_Items:_
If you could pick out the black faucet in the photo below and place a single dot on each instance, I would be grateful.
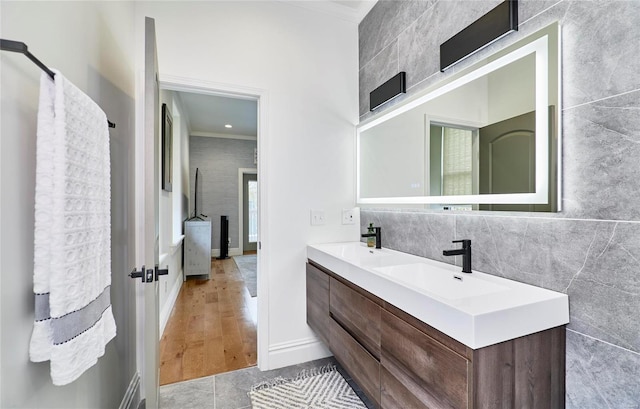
(465, 252)
(377, 235)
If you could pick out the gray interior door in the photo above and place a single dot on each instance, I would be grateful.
(249, 212)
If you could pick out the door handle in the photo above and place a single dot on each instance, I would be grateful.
(137, 274)
(145, 275)
(161, 272)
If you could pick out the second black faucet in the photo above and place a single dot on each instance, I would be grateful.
(377, 235)
(465, 252)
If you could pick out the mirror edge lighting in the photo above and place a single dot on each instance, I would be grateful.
(546, 44)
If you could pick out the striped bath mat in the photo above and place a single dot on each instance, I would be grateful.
(322, 388)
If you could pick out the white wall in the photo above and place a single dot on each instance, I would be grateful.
(90, 43)
(308, 64)
(173, 210)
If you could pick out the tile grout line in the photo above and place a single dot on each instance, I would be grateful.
(603, 341)
(601, 99)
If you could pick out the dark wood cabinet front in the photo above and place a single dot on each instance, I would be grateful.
(363, 367)
(357, 314)
(401, 362)
(318, 302)
(423, 367)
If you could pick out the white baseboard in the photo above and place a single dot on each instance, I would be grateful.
(296, 352)
(232, 252)
(171, 301)
(129, 400)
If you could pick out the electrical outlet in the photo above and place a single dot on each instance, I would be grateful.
(317, 217)
(348, 216)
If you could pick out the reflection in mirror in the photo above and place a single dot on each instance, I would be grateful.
(484, 140)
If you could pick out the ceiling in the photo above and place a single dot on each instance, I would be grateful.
(207, 115)
(351, 10)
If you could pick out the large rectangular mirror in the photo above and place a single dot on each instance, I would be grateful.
(487, 138)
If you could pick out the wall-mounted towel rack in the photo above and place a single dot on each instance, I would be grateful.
(20, 47)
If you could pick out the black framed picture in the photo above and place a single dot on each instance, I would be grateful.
(167, 148)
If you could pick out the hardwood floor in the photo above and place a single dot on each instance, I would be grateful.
(212, 328)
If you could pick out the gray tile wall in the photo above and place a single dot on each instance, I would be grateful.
(219, 160)
(591, 250)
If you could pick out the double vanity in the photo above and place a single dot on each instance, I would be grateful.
(417, 333)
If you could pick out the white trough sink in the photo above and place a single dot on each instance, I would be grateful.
(476, 309)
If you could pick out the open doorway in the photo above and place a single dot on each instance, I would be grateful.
(211, 323)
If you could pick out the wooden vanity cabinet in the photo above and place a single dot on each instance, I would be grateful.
(318, 302)
(401, 362)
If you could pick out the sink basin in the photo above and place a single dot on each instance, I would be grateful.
(478, 311)
(362, 255)
(440, 282)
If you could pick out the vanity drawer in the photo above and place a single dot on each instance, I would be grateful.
(363, 368)
(415, 364)
(318, 302)
(359, 315)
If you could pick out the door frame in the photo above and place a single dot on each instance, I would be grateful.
(184, 84)
(241, 173)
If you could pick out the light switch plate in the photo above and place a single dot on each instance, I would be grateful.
(317, 217)
(348, 216)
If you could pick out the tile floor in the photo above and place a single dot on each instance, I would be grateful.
(230, 390)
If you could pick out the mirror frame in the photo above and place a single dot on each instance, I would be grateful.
(541, 44)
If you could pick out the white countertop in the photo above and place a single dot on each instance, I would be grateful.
(476, 309)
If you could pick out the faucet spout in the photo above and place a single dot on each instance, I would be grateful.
(377, 235)
(465, 252)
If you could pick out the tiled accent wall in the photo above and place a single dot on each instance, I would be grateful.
(219, 160)
(590, 250)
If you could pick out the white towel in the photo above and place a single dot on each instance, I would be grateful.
(72, 241)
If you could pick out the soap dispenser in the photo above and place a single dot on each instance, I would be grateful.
(371, 239)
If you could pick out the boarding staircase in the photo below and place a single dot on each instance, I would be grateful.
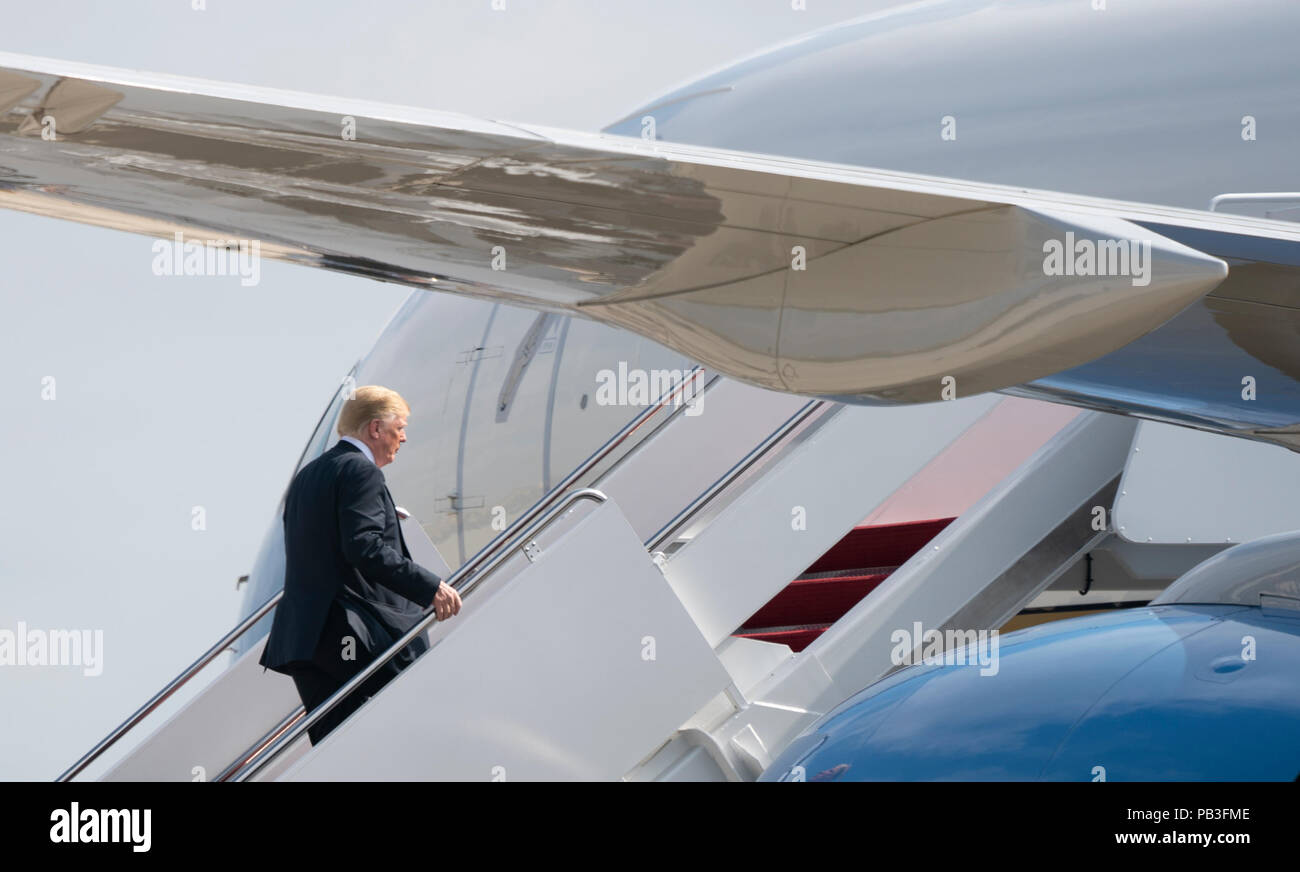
(856, 565)
(641, 623)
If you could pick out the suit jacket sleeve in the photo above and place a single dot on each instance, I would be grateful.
(360, 526)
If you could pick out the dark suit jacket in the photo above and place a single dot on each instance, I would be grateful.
(343, 543)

_Short problem:_
Without including any picture, repeat the data exactly.

_Task answer:_
If you could pick out the black faucet in the photo below and place a single dot on each instance, I would be grateful.
(465, 252)
(377, 235)
If you could pick out the gray interior door in the photo above and place a single dot on each instance, I would be grateful.
(249, 212)
If you could pick out the door handle in the photo above and place a single dot on each instance, I would be grateful.
(137, 274)
(145, 275)
(161, 272)
If you could pick out the second black faucet in the photo above and place a single dot on each instance, I would be grateful.
(377, 235)
(465, 252)
If you could pick out the mirror edge lighting in the photo above and place a single dot on each instance, I would be grateful.
(546, 44)
If you could pick out the striped bath mat in the photo above and place a single dot on each instance, I would be grateful.
(322, 388)
If you could pick out the white wall in the photo above and place a single dot on each instance, I would be grateful.
(90, 43)
(308, 64)
(173, 210)
If you could pick out the tile grout line in the photo above and place a single dot on each instance, I would be grateful.
(603, 341)
(601, 99)
If you could pick out the dark wood cabinet front in the photo above and place a single dot on each instance, I would be grateful.
(363, 367)
(357, 314)
(401, 362)
(318, 302)
(423, 367)
If you could pick out the white baseboard in the photo above and place a single dot on each instance, I would be grateful.
(296, 352)
(232, 252)
(171, 301)
(129, 400)
If you could pick out the electrical outlet in the photo above and place a single dot on each instance, I would be grateful.
(317, 217)
(348, 216)
If you could pick out the reflection in mirror in the photo above and place a single dot on each instance, I would be grateful.
(484, 140)
If you could pick out the ceiling in the photo above and place a single dot on each instance, I would be grateful.
(207, 115)
(351, 10)
If you could pick out the large rectangular mirror in the photo above and place a single dot on each instance, I would be grateful.
(487, 138)
If you could pick out the wall-mounted towel rack in the photo above and place a single dot on each instance, I would be grateful.
(20, 47)
If you could pick out the black framed picture in the photo above and place a single dot on each instance, I would be grateful.
(167, 148)
If you could pick out the hardwood floor in the photo above and place a single dot on each instance, I would be grateful.
(212, 328)
If you could pick out the gray tile wall in the photo above and place a single dot on each instance, I would be grateful.
(219, 160)
(591, 250)
If you could pick out the double vanity in the photo above and place a single dot on each instance, I would be grateful.
(417, 333)
If you could pick out the white trough sink in the photo above and place a single dot on each instance, I would be grateful.
(476, 309)
If you could pick out the open doorway in the photo above and place a single dot on each instance, I would be grateful.
(211, 323)
If you could pick out the wooden vanity cabinet in the photo above and place a single dot on each instance, I would be grateful.
(318, 302)
(401, 362)
If you could pick out the sink basin in the photo above and place a single dot on each instance, I would be grateful.
(478, 311)
(362, 255)
(440, 282)
If you could pick out the vanity drawer in the photo above and place a single dot on each instance, I would be grateful.
(363, 368)
(415, 364)
(318, 302)
(359, 315)
If you could pick out the door frame in the photo above and place a single dot on each instance, I would be grateful.
(184, 84)
(241, 173)
If you could pick out the light switch plate in the photo above and place a single dot on each instance, I would be grateful.
(317, 217)
(348, 216)
If you could pick out the tile floor in the photo above and place a single dot on each instance, I would be grateful.
(230, 390)
If you could pick out the mirror frame in the photo above and place a single dot on each instance, I would be grateful.
(541, 44)
If you could pick out the white countertop in the photo above and place a single dot on each instance, I would be grateful.
(476, 309)
If you could pick out the faucet spout in the photo above and place a single dot on each instance, I would be grateful.
(377, 235)
(465, 252)
If you could pick out the tiled accent wall in the photo above and place a single dot on each instance, I would be grateful.
(219, 160)
(590, 250)
If you could pick out the white towel in the photo above and place a single dot on each instance, I would be grateful.
(72, 241)
If you could pick out the soap dispenser in the photo above and place a single dot on each instance, I would be grateful.
(371, 239)
If you could pick out the boarding staircase in the photo below and place a single dot on each instance, I would be grateful.
(856, 565)
(641, 623)
If you could pick out the suit jacket sleeve in the photo above and place a single dot on each instance, I would be grateful.
(360, 526)
If you could pick out the dark suit jacket in the photo above and place a single dot on each instance, I would be grateful.
(343, 543)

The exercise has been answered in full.